**Aim of the task**:
Extract each line in the records below that contains the word "blonde".

**Supplied material**:
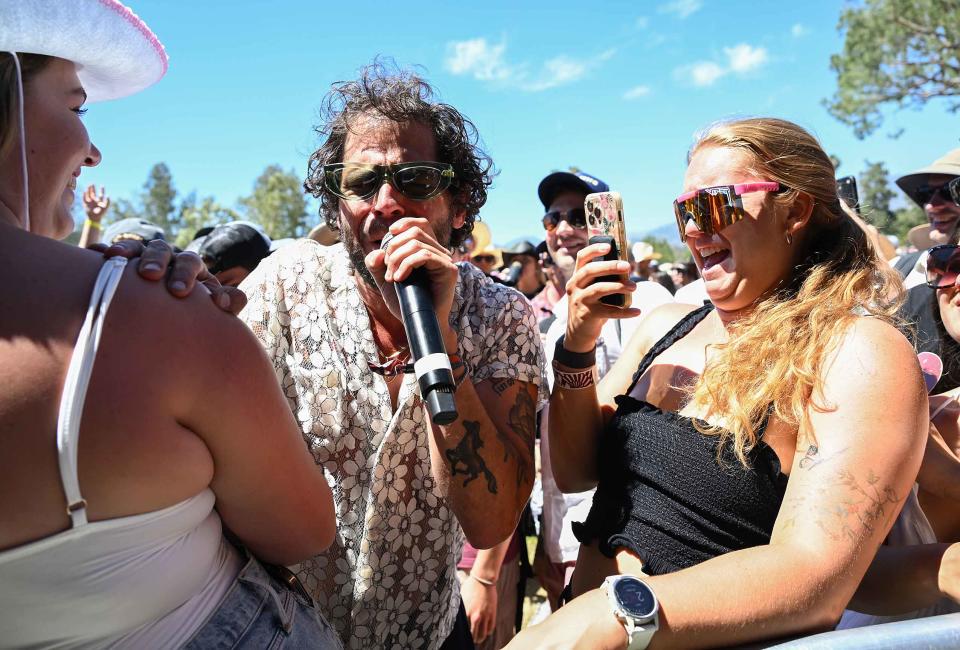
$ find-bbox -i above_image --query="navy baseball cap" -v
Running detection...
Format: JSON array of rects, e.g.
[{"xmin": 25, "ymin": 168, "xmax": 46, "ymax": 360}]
[
  {"xmin": 197, "ymin": 221, "xmax": 272, "ymax": 273},
  {"xmin": 537, "ymin": 171, "xmax": 610, "ymax": 210}
]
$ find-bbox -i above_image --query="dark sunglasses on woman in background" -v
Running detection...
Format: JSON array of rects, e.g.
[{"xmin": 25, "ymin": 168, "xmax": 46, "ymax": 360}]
[
  {"xmin": 543, "ymin": 208, "xmax": 587, "ymax": 232},
  {"xmin": 323, "ymin": 162, "xmax": 454, "ymax": 201},
  {"xmin": 947, "ymin": 176, "xmax": 960, "ymax": 205},
  {"xmin": 912, "ymin": 183, "xmax": 954, "ymax": 205},
  {"xmin": 673, "ymin": 181, "xmax": 789, "ymax": 241},
  {"xmin": 927, "ymin": 244, "xmax": 960, "ymax": 289}
]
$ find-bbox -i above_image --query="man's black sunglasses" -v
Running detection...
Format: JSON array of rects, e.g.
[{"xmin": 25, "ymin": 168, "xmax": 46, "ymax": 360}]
[
  {"xmin": 323, "ymin": 161, "xmax": 454, "ymax": 201},
  {"xmin": 947, "ymin": 176, "xmax": 960, "ymax": 205},
  {"xmin": 543, "ymin": 208, "xmax": 587, "ymax": 232}
]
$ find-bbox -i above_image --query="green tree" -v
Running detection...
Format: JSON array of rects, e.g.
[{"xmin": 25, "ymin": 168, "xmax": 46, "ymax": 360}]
[
  {"xmin": 141, "ymin": 163, "xmax": 180, "ymax": 235},
  {"xmin": 173, "ymin": 192, "xmax": 240, "ymax": 248},
  {"xmin": 824, "ymin": 0, "xmax": 960, "ymax": 138},
  {"xmin": 858, "ymin": 160, "xmax": 897, "ymax": 233},
  {"xmin": 106, "ymin": 163, "xmax": 180, "ymax": 241},
  {"xmin": 240, "ymin": 165, "xmax": 309, "ymax": 239},
  {"xmin": 890, "ymin": 202, "xmax": 928, "ymax": 244}
]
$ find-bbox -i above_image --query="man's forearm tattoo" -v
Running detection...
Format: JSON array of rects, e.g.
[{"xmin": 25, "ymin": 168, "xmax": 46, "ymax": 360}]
[
  {"xmin": 444, "ymin": 420, "xmax": 497, "ymax": 494},
  {"xmin": 497, "ymin": 387, "xmax": 537, "ymax": 485},
  {"xmin": 491, "ymin": 377, "xmax": 517, "ymax": 395}
]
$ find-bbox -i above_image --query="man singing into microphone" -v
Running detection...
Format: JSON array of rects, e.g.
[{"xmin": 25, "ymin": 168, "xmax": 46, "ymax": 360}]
[{"xmin": 241, "ymin": 64, "xmax": 544, "ymax": 648}]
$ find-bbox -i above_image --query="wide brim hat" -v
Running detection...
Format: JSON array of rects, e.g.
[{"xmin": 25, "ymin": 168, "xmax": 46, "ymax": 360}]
[
  {"xmin": 537, "ymin": 171, "xmax": 610, "ymax": 210},
  {"xmin": 500, "ymin": 240, "xmax": 537, "ymax": 266},
  {"xmin": 897, "ymin": 149, "xmax": 960, "ymax": 208},
  {"xmin": 0, "ymin": 0, "xmax": 169, "ymax": 102}
]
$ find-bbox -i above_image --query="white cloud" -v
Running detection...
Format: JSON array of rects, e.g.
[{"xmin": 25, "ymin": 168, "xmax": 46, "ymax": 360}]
[
  {"xmin": 623, "ymin": 86, "xmax": 650, "ymax": 101},
  {"xmin": 444, "ymin": 38, "xmax": 514, "ymax": 81},
  {"xmin": 522, "ymin": 56, "xmax": 587, "ymax": 92},
  {"xmin": 444, "ymin": 38, "xmax": 616, "ymax": 92},
  {"xmin": 657, "ymin": 0, "xmax": 703, "ymax": 19},
  {"xmin": 674, "ymin": 43, "xmax": 770, "ymax": 87},
  {"xmin": 689, "ymin": 61, "xmax": 727, "ymax": 86},
  {"xmin": 723, "ymin": 43, "xmax": 767, "ymax": 72}
]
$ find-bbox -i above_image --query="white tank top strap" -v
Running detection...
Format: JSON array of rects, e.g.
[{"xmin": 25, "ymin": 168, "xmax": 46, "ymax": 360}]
[{"xmin": 57, "ymin": 257, "xmax": 127, "ymax": 528}]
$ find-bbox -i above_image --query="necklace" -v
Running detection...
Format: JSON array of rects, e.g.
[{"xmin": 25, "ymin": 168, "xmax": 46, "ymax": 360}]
[{"xmin": 367, "ymin": 347, "xmax": 413, "ymax": 379}]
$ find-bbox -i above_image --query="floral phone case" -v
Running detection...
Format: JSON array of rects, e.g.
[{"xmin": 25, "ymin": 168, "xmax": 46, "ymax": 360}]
[{"xmin": 583, "ymin": 192, "xmax": 630, "ymax": 308}]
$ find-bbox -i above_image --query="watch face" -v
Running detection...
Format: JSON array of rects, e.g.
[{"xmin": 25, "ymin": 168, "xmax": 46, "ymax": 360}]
[{"xmin": 613, "ymin": 578, "xmax": 657, "ymax": 618}]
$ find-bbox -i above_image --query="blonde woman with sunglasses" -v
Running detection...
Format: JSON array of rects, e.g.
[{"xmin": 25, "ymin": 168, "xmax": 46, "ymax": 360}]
[{"xmin": 509, "ymin": 118, "xmax": 927, "ymax": 650}]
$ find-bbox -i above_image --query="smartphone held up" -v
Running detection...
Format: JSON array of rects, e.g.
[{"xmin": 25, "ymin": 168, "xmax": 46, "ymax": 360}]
[{"xmin": 583, "ymin": 192, "xmax": 631, "ymax": 309}]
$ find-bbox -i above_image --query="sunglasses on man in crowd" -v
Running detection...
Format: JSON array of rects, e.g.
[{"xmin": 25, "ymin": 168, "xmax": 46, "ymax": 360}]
[
  {"xmin": 543, "ymin": 208, "xmax": 587, "ymax": 232},
  {"xmin": 323, "ymin": 162, "xmax": 454, "ymax": 201},
  {"xmin": 947, "ymin": 176, "xmax": 960, "ymax": 205}
]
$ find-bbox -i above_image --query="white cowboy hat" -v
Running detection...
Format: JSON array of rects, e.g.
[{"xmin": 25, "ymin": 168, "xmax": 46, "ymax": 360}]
[{"xmin": 0, "ymin": 0, "xmax": 168, "ymax": 102}]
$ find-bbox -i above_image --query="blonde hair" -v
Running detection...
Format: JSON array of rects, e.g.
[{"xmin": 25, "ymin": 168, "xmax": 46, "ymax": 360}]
[
  {"xmin": 687, "ymin": 118, "xmax": 902, "ymax": 466},
  {"xmin": 0, "ymin": 52, "xmax": 53, "ymax": 155}
]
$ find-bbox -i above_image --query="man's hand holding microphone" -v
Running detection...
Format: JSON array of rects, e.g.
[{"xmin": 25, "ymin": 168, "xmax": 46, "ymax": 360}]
[{"xmin": 364, "ymin": 217, "xmax": 459, "ymax": 425}]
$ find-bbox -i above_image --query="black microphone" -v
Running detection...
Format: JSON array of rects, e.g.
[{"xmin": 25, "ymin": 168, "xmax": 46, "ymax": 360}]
[{"xmin": 380, "ymin": 234, "xmax": 458, "ymax": 425}]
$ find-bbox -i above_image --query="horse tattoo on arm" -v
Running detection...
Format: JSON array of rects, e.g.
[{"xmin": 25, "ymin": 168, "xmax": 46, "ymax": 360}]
[{"xmin": 444, "ymin": 420, "xmax": 497, "ymax": 494}]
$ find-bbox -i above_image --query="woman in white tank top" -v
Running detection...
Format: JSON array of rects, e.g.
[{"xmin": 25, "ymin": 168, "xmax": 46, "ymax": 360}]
[{"xmin": 0, "ymin": 0, "xmax": 339, "ymax": 648}]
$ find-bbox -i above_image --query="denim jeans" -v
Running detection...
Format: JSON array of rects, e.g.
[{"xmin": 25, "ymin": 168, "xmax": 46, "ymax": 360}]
[{"xmin": 184, "ymin": 557, "xmax": 343, "ymax": 650}]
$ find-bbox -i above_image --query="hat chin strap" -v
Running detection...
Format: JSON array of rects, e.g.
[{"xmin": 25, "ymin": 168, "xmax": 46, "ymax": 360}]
[{"xmin": 10, "ymin": 52, "xmax": 30, "ymax": 232}]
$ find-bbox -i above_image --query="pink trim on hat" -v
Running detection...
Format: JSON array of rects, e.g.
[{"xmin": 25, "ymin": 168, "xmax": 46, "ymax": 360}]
[
  {"xmin": 100, "ymin": 0, "xmax": 170, "ymax": 77},
  {"xmin": 676, "ymin": 181, "xmax": 780, "ymax": 203}
]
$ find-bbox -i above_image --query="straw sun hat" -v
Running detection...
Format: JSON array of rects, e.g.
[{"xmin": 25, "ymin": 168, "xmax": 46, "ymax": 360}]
[{"xmin": 0, "ymin": 0, "xmax": 168, "ymax": 102}]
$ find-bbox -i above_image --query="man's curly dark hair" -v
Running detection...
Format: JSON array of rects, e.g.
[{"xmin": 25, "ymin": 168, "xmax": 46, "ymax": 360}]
[{"xmin": 303, "ymin": 60, "xmax": 495, "ymax": 247}]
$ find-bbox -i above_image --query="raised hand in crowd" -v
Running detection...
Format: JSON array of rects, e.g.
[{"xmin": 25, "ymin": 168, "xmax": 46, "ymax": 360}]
[{"xmin": 79, "ymin": 185, "xmax": 110, "ymax": 248}]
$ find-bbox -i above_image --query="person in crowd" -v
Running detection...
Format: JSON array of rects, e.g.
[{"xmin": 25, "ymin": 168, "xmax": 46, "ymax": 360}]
[
  {"xmin": 531, "ymin": 171, "xmax": 610, "ymax": 332},
  {"xmin": 78, "ymin": 185, "xmax": 110, "ymax": 248},
  {"xmin": 535, "ymin": 171, "xmax": 673, "ymax": 609},
  {"xmin": 649, "ymin": 270, "xmax": 677, "ymax": 294},
  {"xmin": 530, "ymin": 240, "xmax": 565, "ymax": 326},
  {"xmin": 103, "ymin": 217, "xmax": 167, "ymax": 245},
  {"xmin": 0, "ymin": 0, "xmax": 340, "ymax": 648},
  {"xmin": 510, "ymin": 118, "xmax": 928, "ymax": 648},
  {"xmin": 499, "ymin": 240, "xmax": 546, "ymax": 299},
  {"xmin": 457, "ymin": 531, "xmax": 524, "ymax": 650},
  {"xmin": 918, "ymin": 239, "xmax": 960, "ymax": 542},
  {"xmin": 197, "ymin": 221, "xmax": 273, "ymax": 287},
  {"xmin": 233, "ymin": 63, "xmax": 544, "ymax": 648},
  {"xmin": 890, "ymin": 148, "xmax": 960, "ymax": 392},
  {"xmin": 838, "ymin": 238, "xmax": 960, "ymax": 629},
  {"xmin": 630, "ymin": 241, "xmax": 660, "ymax": 282}
]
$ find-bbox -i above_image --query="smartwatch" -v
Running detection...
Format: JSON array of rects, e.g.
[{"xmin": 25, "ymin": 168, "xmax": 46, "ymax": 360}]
[{"xmin": 603, "ymin": 575, "xmax": 660, "ymax": 650}]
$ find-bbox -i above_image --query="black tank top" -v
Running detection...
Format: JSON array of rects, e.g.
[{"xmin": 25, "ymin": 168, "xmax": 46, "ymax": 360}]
[{"xmin": 573, "ymin": 305, "xmax": 787, "ymax": 575}]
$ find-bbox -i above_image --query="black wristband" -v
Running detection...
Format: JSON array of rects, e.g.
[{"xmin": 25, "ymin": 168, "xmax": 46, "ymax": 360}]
[{"xmin": 553, "ymin": 336, "xmax": 597, "ymax": 370}]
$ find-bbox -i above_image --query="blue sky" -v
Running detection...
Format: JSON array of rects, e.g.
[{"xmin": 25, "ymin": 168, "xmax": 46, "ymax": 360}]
[{"xmin": 81, "ymin": 0, "xmax": 958, "ymax": 244}]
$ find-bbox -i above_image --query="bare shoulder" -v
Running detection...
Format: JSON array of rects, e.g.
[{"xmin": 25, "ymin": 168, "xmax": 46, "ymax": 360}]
[
  {"xmin": 825, "ymin": 318, "xmax": 923, "ymax": 386},
  {"xmin": 104, "ymin": 265, "xmax": 263, "ymax": 392}
]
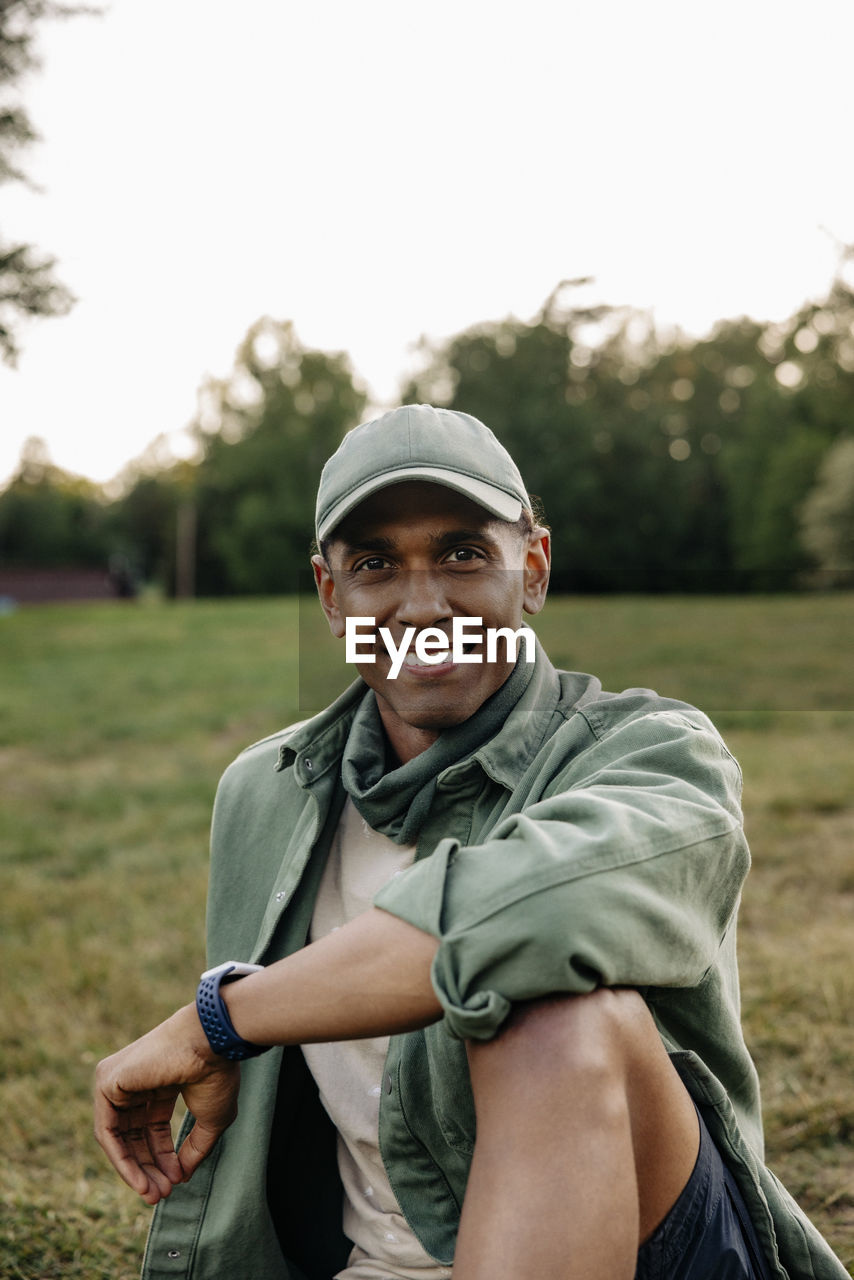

**Reply to the task**:
$ find-bbox -i above_image --query="blonde woman with sunglasses" -v
$ find-bbox -i above_image --query="blonde hair" -v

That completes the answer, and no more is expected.